Exercise set ::
1. Summarize the article on social and mobile strategy in two sentences.
2. Write out the article on social and mobile strategy starting with "It finally happened." and going on through "is simply insufficient.", replacing "smartphone" with "tablet".

Text shown ::
4 Reasons Your Social Strategy Is Incomplete Without Mobile

It finally happened.  Last year social and mobile tied the knot in a private ceremony and now they’re having kids.  With smartphone adoption in the U.S. surging to new heights and social networking surpassing pornography as the #1 online activity, business as usual is obsolete.  Interactive strategies must now solve for social experiences on a mobile device and mobile content consumed socially.  Anything less is simply insufficient.

At Intuit, we’ve taken this task to heart.  Our CEO Brad Smith is bullish about reimagining our products and services to fully realize the fruits of a social, mobile and global world.  For my team, this means our social and mobile marketing strategies live within the same group and we plan activities simultaneously with collaboration from our web and product partners.  It’s not an easy journey but it is a necessary one.  I believe there are 4 reasons to begin building out a true SoMo (social/mobile) approach to business.

Excerpted data ::

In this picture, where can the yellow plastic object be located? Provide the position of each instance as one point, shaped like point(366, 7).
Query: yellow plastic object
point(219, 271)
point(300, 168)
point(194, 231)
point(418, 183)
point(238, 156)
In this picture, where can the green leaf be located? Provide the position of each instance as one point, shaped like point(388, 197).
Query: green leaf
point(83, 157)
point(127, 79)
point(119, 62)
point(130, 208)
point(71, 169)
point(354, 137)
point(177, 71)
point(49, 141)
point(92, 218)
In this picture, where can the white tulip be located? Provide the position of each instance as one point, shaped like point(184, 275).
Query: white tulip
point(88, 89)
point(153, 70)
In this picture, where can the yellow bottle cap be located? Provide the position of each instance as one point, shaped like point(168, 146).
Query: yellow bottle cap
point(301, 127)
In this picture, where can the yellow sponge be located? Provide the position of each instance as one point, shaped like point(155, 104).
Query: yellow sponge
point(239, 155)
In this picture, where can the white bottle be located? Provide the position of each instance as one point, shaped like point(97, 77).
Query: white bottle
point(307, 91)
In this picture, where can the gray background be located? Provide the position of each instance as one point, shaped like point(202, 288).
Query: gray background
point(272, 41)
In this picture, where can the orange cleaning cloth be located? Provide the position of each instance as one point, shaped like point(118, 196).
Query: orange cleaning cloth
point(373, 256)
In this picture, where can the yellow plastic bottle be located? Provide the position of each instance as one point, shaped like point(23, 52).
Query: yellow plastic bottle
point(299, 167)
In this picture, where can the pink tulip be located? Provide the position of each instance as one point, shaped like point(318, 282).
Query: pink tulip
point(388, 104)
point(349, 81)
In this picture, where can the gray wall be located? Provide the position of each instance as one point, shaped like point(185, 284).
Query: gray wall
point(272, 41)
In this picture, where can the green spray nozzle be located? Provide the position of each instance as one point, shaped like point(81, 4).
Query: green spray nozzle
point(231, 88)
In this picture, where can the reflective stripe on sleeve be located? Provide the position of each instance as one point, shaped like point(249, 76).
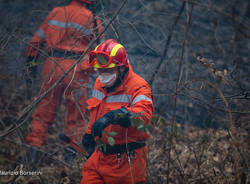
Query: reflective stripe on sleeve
point(140, 98)
point(119, 98)
point(70, 25)
point(41, 33)
point(97, 94)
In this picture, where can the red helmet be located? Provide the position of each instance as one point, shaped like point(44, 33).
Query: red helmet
point(85, 1)
point(108, 54)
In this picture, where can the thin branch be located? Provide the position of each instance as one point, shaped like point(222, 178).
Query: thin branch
point(157, 69)
point(32, 105)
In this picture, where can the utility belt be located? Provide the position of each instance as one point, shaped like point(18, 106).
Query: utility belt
point(64, 54)
point(121, 148)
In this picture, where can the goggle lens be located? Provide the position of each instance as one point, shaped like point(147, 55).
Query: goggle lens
point(102, 59)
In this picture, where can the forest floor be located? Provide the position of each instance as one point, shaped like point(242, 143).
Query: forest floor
point(177, 153)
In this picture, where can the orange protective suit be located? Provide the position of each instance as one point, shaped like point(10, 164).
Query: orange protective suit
point(135, 94)
point(67, 31)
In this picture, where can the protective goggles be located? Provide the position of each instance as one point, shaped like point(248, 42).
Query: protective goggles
point(100, 59)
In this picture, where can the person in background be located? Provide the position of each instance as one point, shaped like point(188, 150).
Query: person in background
point(66, 32)
point(120, 98)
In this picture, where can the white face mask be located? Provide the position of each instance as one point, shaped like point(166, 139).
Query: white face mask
point(107, 79)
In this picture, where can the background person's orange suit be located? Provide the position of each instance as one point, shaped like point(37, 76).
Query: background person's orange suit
point(66, 32)
point(135, 94)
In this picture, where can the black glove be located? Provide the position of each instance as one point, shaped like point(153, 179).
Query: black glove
point(117, 117)
point(89, 143)
point(31, 70)
point(69, 154)
point(33, 154)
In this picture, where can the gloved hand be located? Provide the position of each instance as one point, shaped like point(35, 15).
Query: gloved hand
point(69, 154)
point(33, 154)
point(117, 117)
point(31, 70)
point(89, 143)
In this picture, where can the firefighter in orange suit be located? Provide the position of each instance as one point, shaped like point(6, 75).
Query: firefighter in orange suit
point(118, 96)
point(66, 31)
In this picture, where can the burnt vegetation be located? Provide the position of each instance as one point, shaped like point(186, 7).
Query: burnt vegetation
point(195, 56)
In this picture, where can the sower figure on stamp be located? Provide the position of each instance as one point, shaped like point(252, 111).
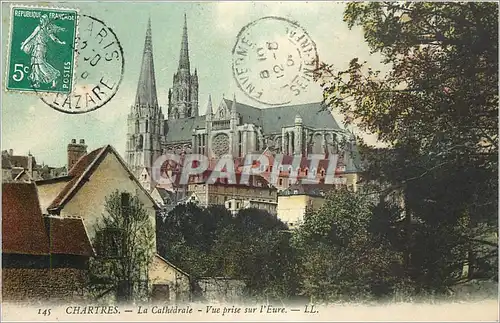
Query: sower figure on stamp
point(36, 46)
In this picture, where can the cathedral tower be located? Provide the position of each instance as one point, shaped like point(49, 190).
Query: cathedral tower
point(183, 96)
point(145, 120)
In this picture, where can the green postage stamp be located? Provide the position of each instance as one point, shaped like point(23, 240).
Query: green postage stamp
point(42, 53)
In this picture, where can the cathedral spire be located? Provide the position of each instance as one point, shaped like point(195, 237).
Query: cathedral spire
point(184, 56)
point(209, 105)
point(146, 88)
point(233, 106)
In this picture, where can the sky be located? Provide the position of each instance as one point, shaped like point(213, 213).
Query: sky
point(29, 125)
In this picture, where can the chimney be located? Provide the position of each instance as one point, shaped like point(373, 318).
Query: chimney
point(75, 152)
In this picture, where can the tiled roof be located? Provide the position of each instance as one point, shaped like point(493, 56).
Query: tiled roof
point(270, 119)
point(182, 129)
point(319, 189)
point(273, 119)
point(82, 170)
point(21, 161)
point(23, 230)
point(68, 236)
point(312, 114)
point(76, 172)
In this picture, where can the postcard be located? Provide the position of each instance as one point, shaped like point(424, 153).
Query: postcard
point(249, 161)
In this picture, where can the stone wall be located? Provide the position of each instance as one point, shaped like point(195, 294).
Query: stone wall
point(220, 289)
point(42, 284)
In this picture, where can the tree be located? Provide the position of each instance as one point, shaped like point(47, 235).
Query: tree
point(253, 246)
point(124, 241)
point(340, 257)
point(436, 108)
point(187, 235)
point(257, 249)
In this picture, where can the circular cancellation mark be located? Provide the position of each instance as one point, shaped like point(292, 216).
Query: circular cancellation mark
point(274, 60)
point(98, 72)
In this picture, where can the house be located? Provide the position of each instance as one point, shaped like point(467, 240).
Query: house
point(43, 257)
point(21, 168)
point(93, 177)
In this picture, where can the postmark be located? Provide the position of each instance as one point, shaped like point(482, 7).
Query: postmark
point(99, 71)
point(273, 60)
point(41, 56)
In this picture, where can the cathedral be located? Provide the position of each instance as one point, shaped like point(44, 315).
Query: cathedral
point(227, 128)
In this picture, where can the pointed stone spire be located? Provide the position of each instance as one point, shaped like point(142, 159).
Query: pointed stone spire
point(184, 56)
point(146, 88)
point(209, 113)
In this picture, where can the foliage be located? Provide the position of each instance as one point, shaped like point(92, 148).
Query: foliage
point(124, 256)
point(252, 246)
point(436, 108)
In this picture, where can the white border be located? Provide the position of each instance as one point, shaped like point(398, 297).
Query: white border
point(75, 47)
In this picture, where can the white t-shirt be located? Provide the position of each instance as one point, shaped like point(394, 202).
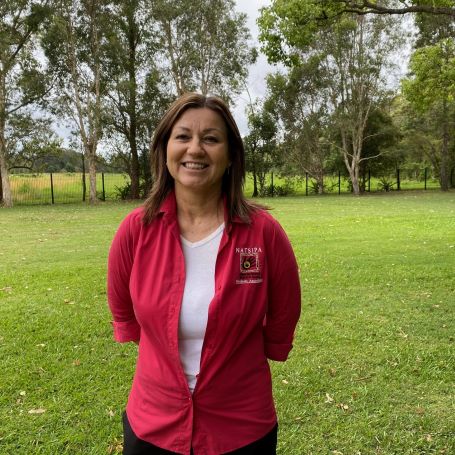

Answer set ::
1. With smartphone adoption in the U.S. surging and social networking now the #1 online activity, interactive strategies must address social experiences on a mobile device and mobile content consumed socially. At Intuit, social and mobile marketing strategies live within the same group and are planned together with web and product partners, and the writer sees 4 reasons to begin building a true SoMo approach to business.

2.
It finally happened.  Last year social and mobile tied the knot in a private ceremony and now they’re having kids.  With tablet adoption in the U.S. surging to new heights and social networking surpassing pornography as the #1 online activity, business as usual is obsolete.  Interactive strategies must now solve for social experiences on a mobile device and mobile content consumed socially.  Anything less is simply insufficient.